» **Prompt**
Please copy out the entries below exactly, beginning with the line that contains "like [618, 386]." and ending with the line that contains "like [453, 292].", and include nothing outside that span.
Source material Start Marker
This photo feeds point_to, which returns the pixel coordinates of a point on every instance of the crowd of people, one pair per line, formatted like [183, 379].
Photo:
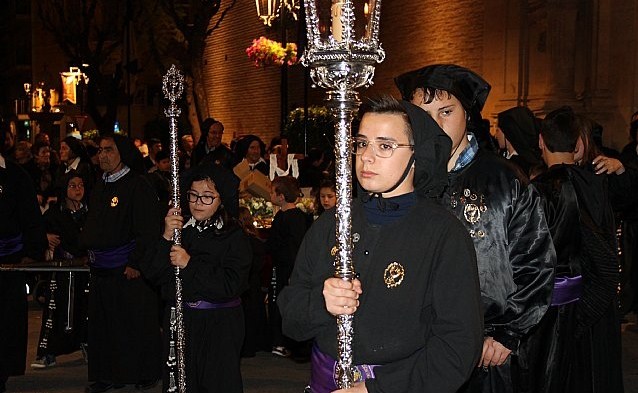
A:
[485, 263]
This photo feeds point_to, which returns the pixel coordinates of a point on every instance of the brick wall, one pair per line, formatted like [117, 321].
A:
[484, 36]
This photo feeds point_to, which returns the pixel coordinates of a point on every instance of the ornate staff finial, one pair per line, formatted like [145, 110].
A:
[341, 63]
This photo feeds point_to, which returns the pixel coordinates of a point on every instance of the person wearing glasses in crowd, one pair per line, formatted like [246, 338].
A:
[64, 319]
[416, 297]
[120, 235]
[214, 258]
[502, 213]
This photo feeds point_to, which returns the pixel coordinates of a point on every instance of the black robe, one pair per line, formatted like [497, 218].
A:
[124, 335]
[426, 333]
[64, 317]
[503, 214]
[217, 271]
[577, 347]
[19, 215]
[285, 236]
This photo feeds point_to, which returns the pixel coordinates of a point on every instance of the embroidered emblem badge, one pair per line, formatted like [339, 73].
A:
[472, 213]
[393, 275]
[333, 251]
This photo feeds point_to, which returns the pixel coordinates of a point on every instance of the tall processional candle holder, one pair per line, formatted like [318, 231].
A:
[343, 48]
[173, 87]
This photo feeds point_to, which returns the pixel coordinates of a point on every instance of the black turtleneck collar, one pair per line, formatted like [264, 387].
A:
[388, 210]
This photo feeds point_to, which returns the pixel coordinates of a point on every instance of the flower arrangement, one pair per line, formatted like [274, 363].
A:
[265, 52]
[306, 205]
[258, 207]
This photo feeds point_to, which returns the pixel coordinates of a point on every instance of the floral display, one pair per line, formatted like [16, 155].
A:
[265, 52]
[259, 207]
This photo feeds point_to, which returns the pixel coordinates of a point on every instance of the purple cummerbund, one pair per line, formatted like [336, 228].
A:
[323, 372]
[567, 290]
[204, 305]
[10, 245]
[111, 258]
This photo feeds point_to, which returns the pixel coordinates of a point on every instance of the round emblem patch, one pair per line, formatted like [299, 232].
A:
[393, 275]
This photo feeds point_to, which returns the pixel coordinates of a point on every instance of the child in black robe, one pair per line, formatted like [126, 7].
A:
[214, 260]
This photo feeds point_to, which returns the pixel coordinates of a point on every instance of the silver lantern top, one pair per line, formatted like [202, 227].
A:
[340, 32]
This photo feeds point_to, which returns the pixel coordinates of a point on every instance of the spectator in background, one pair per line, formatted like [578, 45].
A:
[186, 152]
[312, 168]
[42, 172]
[73, 157]
[160, 178]
[326, 196]
[252, 150]
[210, 147]
[64, 318]
[286, 233]
[517, 134]
[23, 153]
[154, 147]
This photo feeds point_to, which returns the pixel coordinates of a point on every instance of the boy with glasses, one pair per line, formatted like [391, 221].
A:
[416, 303]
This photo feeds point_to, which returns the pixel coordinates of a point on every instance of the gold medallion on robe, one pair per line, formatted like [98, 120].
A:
[393, 275]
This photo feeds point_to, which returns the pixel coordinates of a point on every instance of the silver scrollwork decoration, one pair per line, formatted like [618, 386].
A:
[341, 65]
[173, 87]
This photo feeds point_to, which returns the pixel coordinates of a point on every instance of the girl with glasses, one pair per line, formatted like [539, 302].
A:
[214, 260]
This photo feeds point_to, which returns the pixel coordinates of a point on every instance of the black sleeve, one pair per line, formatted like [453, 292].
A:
[301, 303]
[30, 218]
[226, 279]
[453, 346]
[146, 222]
[532, 258]
[158, 269]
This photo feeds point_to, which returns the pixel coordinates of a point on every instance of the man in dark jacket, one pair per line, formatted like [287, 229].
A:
[502, 213]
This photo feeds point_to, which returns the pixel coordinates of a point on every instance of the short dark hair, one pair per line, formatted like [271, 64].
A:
[387, 105]
[559, 130]
[288, 186]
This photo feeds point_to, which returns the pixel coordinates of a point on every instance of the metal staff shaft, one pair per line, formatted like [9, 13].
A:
[341, 65]
[173, 86]
[342, 106]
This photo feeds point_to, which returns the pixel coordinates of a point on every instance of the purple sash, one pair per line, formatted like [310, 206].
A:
[111, 258]
[204, 305]
[567, 290]
[323, 372]
[10, 245]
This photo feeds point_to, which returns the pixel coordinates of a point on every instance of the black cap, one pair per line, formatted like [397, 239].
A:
[467, 86]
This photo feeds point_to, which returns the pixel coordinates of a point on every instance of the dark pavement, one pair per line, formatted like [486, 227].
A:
[264, 373]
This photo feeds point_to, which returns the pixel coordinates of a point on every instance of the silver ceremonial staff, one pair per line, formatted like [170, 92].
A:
[173, 87]
[341, 61]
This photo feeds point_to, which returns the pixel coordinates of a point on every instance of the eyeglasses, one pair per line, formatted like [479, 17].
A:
[204, 199]
[105, 150]
[381, 148]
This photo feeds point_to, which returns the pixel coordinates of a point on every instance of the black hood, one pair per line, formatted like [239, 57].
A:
[431, 152]
[521, 128]
[467, 86]
[129, 154]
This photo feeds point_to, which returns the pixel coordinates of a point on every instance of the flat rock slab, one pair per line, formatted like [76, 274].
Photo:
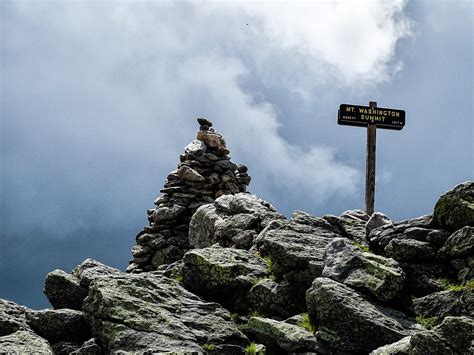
Source material End Marker
» **Response area**
This photo feeds point_to, which returns the pixel coordinates of a point on every instance of the silver scrollwork decoration, one pair per line, formatted like [618, 386].
A:
[341, 65]
[173, 87]
This photo feeds point_to, which returns the pixel coordinates of a point on every instance of the girl with glasses, one pair per line, formatted like [539, 302].
A:
[214, 260]
This photo feeds point_to, which returns the pixel coordinates of a point on every instance of the black sleeve, one pair per line, formatted like [453, 292].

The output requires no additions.